Task material ->
============

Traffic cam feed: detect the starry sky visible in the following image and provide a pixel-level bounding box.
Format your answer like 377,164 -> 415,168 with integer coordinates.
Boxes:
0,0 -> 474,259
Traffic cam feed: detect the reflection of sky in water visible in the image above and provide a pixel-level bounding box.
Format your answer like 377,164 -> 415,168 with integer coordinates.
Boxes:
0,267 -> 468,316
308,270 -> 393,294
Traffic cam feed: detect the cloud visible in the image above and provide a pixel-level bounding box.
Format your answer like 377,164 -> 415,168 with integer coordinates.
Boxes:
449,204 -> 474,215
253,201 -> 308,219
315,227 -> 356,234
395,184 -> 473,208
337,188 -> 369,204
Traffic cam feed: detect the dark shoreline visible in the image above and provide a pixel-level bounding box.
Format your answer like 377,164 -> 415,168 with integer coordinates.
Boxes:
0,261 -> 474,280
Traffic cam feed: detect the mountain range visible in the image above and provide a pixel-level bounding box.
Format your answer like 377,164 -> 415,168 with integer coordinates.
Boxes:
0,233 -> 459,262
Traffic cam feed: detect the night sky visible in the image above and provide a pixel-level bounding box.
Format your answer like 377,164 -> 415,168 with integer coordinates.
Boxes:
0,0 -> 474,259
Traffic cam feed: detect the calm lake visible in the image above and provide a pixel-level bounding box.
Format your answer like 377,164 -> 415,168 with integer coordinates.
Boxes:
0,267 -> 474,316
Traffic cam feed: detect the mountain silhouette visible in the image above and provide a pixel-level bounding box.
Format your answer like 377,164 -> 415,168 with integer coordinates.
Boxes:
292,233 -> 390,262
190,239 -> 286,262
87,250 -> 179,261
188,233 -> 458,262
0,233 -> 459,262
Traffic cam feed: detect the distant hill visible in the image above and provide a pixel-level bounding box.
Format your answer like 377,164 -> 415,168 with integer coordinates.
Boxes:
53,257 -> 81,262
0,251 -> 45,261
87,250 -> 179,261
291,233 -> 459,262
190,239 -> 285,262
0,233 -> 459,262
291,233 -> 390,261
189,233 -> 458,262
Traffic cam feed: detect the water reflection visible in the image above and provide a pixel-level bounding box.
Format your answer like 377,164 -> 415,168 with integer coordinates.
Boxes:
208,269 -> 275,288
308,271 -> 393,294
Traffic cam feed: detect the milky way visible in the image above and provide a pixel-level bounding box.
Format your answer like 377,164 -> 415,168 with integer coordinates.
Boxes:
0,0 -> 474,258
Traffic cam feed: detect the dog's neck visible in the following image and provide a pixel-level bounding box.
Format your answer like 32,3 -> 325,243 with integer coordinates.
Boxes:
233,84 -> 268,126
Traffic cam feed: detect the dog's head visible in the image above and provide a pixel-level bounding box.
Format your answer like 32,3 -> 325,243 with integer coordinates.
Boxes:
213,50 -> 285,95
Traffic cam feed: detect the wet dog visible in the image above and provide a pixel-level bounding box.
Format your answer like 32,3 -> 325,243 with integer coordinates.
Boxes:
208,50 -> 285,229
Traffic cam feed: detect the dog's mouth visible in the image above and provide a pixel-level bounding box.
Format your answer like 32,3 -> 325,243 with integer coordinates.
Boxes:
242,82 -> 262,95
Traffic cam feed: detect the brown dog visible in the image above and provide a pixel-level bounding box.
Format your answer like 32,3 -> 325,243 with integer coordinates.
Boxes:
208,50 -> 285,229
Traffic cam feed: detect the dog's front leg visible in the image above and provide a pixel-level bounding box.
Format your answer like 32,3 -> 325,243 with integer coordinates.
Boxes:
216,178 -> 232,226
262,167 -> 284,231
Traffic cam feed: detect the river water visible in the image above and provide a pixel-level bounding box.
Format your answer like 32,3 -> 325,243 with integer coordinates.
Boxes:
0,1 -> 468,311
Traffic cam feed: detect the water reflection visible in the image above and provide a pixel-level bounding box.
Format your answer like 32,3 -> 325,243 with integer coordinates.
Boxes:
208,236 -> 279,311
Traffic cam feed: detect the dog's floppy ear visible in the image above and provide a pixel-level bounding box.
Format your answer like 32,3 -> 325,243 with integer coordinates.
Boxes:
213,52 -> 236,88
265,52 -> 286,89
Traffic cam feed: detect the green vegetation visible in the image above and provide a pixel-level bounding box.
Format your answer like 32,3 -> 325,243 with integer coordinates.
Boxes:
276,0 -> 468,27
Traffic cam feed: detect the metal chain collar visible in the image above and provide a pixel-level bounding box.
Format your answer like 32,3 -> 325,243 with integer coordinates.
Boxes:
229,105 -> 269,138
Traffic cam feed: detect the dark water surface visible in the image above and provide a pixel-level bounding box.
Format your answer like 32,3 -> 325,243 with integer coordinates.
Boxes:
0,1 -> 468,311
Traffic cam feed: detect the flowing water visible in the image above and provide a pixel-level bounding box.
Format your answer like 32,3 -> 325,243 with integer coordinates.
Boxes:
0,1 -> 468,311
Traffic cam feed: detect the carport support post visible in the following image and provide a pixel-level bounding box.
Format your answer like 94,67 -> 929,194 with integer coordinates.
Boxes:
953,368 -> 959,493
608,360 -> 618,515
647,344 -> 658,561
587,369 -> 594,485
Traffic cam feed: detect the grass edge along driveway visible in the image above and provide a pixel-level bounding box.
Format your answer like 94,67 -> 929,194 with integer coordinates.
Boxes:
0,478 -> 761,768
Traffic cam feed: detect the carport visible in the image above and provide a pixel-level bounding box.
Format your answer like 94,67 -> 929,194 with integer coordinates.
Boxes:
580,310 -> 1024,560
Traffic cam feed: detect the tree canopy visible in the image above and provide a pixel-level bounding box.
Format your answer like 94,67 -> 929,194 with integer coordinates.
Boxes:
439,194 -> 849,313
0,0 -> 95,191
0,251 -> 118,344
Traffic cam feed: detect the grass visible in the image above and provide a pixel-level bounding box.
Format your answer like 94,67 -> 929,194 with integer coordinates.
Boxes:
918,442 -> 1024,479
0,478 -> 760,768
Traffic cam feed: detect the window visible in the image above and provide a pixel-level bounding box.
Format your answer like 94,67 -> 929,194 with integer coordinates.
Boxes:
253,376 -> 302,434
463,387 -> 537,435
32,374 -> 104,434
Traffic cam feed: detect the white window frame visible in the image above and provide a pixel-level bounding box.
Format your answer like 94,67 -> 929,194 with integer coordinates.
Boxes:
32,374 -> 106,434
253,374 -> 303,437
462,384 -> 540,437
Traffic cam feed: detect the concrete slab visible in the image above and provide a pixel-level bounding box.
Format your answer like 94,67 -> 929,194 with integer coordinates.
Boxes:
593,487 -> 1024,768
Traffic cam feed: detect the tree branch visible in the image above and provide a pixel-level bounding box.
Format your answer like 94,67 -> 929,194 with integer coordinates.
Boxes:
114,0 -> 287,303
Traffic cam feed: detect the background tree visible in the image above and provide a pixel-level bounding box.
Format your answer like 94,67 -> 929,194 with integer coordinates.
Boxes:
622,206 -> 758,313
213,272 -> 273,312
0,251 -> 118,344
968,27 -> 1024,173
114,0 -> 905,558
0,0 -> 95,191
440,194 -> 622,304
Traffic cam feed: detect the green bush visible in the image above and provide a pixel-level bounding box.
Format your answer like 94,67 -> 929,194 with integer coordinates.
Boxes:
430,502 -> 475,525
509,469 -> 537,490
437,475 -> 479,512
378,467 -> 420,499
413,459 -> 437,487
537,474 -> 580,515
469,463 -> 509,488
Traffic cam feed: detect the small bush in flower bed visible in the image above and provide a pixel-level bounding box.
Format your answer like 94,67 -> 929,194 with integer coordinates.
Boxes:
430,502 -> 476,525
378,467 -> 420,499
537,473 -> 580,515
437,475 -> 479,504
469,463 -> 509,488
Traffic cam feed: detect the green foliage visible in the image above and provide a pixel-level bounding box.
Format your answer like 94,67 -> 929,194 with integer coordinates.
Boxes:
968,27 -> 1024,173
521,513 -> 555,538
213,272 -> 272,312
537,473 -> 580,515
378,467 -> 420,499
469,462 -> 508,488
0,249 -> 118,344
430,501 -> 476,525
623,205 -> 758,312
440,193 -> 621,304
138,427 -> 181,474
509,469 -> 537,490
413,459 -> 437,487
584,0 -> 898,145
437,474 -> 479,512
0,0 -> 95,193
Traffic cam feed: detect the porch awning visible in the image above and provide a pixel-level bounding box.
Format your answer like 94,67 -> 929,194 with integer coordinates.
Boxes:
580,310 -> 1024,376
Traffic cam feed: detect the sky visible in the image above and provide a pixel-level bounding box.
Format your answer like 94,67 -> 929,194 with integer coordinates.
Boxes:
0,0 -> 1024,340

============

Instruction -> Rewrite the stretch of material from its first line through the line containing "189,233 -> 458,262", both ends included, as a Markdown table with the columns Row and Material Line. Number each row and leave out any blank lines.

Full solution ->
| Row | Material Line |
|---|---|
| 1 | Traffic cam feed: detect the starry sky visible in the following image and provide a pixel-level bounding box. |
| 2 | Format your answer like 377,164 -> 415,168 with integer coordinates. |
| 3 | Boxes: |
| 4 | 0,0 -> 474,259 |
| 5 | Traffic cam feed: detect the reflection of sky in water visible in the image above and provide a pixel-level bounding box. |
| 6 | Format your answer like 377,164 -> 415,168 with integer coordinates. |
| 7 | Boxes: |
| 8 | 0,267 -> 468,316 |
| 9 | 308,270 -> 393,294 |
| 10 | Traffic cam feed: detect the cloud visible in the image above and provide a pixel-level bounding box. |
| 11 | Format your answer like 377,164 -> 415,168 with integer coordinates. |
| 12 | Boxes: |
| 13 | 449,204 -> 474,215 |
| 14 | 253,201 -> 308,219 |
| 15 | 315,227 -> 356,234 |
| 16 | 395,184 -> 473,208 |
| 17 | 337,188 -> 369,204 |
| 18 | Traffic cam feed: detect the dark shoreline visible in the image above and provide a pixel-level bounding box. |
| 19 | Format your answer like 377,164 -> 415,168 with integer coordinates. |
| 20 | Boxes: |
| 21 | 0,261 -> 474,280 |
| 22 | Traffic cam feed: detect the mountain range visible in the image above and provide a pixel-level bounding box. |
| 23 | Format your answer like 377,164 -> 415,168 with integer coordinates. |
| 24 | Boxes: |
| 25 | 0,233 -> 459,262 |
| 26 | Traffic cam feed: detect the night sky visible in the image above and provide a pixel-level bounding box. |
| 27 | Format your answer like 377,164 -> 415,168 with integer coordinates. |
| 28 | Boxes: |
| 29 | 0,0 -> 474,259 |
| 30 | Traffic cam feed: detect the calm lake visible in the image above and provide a pixel-level bounding box. |
| 31 | Format your answer like 377,164 -> 415,168 with integer coordinates. |
| 32 | Boxes: |
| 33 | 0,267 -> 474,316 |
| 34 | Traffic cam feed: detect the mountain silhouette visible in the image above and provide a pixel-level bounding box. |
| 35 | Format your answer like 377,164 -> 415,168 with integer coordinates. |
| 36 | Boxes: |
| 37 | 292,233 -> 390,262 |
| 38 | 190,239 -> 286,262 |
| 39 | 87,250 -> 179,261 |
| 40 | 188,233 -> 458,262 |
| 41 | 0,233 -> 459,262 |
| 42 | Traffic cam feed: detect the distant hill visible in the image above and provide a pixel-level bounding box. |
| 43 | Format your answer like 377,164 -> 415,168 with integer coordinates. |
| 44 | Boxes: |
| 45 | 53,257 -> 81,262 |
| 46 | 0,251 -> 45,261 |
| 47 | 87,250 -> 179,261 |
| 48 | 291,233 -> 459,262 |
| 49 | 190,239 -> 285,262 |
| 50 | 0,233 -> 459,262 |
| 51 | 291,233 -> 390,261 |
| 52 | 189,233 -> 458,262 |